◆ EXTRAIT DU DOCUMENT ◆
Vivre à Martissant aujourd’hui, un pari risqué

Temps de lecture : 5 minutes

Dernière mise à jour : 4 juin 2021 à 9h56

Bien des années depuis que nous ne cessons de faire les gros titres des journaux haïtiens. Martissant est devenu la risée des médias radiophoniques à sensations fortes. Mais nous ne pouvons pas leur en vouloir puisque tout y est: affrontements entre les gangs, fusillades, meurtres, cadavres en pleine rue, agressions, violations de domicile, kidnapping, sans parler de la délinquance juvénile qui y bat son plein. Au milieu de toutes ces peurs, angoisses et suspens constants qui s’installent dans notre quotidien, nous, les jeunes qui y vivons, quels sont nos sentiments? Que deviendrons-nous? À qui crier? 

UN RISQUE À PLEIN TEMPS

Ce n’est plus le problème des embouteillages, ni les inondations après une heure de pluie qui rongent Martissant. Désormais, nous avons d’autres préoccupations et sujets d’inquiétude. On aurait cru que cette violence qui se dissémine dans tous les quartiers populaires du pays a enfin trouvé son lieu de parcage. Il n’y a pas de scandales criminels sans que cette zone de non-droit ne soit citée! C’en est devenu sa marque de fabrique. Nous sommes passés à la vitesse supérieure et ce depuis un bon bout de temps.

Pour ma part, passer vingt-quatre heures chez moi à Martissant sans écouter quelques rafales me paraît comme un fait insolite. Si ce n’est pas dans la journée pour me déconcentrer sur mes activités domestiques, ce sera en pleine nuit pour me réveiller en plein sommeil. Parfois, je n’arrive même plus à me rendormir. Je n’ai jamais été fan des alarmes et je donnerais tout pour que ça s’arrête. Cependant mon impuissance face à tout ça est trop géante. C’est à prendre ou à laisser! Mais laisser pour aller où?

◆ OBJECTIF VISÉ ◆
Poursuivez, s'il vous plaît, le texte sur la vie à Martissant à partir de l'endroit où il s'interrompt. Le matériel qui suit provient d'une autre source.

◆ DONNÉES FOURNIES ◆
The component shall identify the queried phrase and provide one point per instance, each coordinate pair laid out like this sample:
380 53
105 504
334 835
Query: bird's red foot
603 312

◆ RÉSULTAT CI-DESSOUS ◆
UNE SITUATION INSOUTENABLE

Ce chaos m’impose un nomadisme forcé. Si vous vivez à Martissant et que vous avez un peu de jugeote, vous ne pouvez laisser chez vous sans au moins une brosse à dents et même des sous-vêtements de rechange dans votre sac. Le retour n’est pas toujours sûr que l’aller. Je suis déjà habituée à toutes ces interrogations qui me reviennent sans arrêt: “An Myd Matisan w rete? Kòman w fè soti? Kijan w ap fè rantre lakay ou? W ap dòmi Delmas? W ap dòmi Petyonvil? Sa k fè w pa kite lòtbò sa?” Ces questions qui ne font qu’aiguiser mon appréhension vis-à-vis de la situation parce que je ne peux oser prendre le chemin du retour sans d’abord appeler chez moi pour demander des nouvelles. Rentrer ou pas ne dépend plus de moi. Je dois d’abord consulter le VAR.

Une situation qui s’envenime de jour en jour. Elle engendre des répercussions de toutes sortes: sociales, économiques, psychologiques et même éducatives. L’incertitude plane autour des écoles. Les églises hésitent à ouvrir leurs portes. Les habitants désertent. Les commerçants du trottoir se font rançonner par les gangs. Les carrefourois ne peuvent circuler librement. À ce stade, le toit de la maison me devient parfois un lieu interdit. On ne sait jamais d’où peut surgir une balle. Menm anndan lakay ou w ap chache on kwen pou w abrite w. C’est la galère! un phénomène pesant qui est en train de nous étouffer. Le pire dans tout ça est qu’apparemment, les autorités “compétentes” s’en branlent. Nos larmes ne les interpellent pas. Ce n’est pas leurs oignons!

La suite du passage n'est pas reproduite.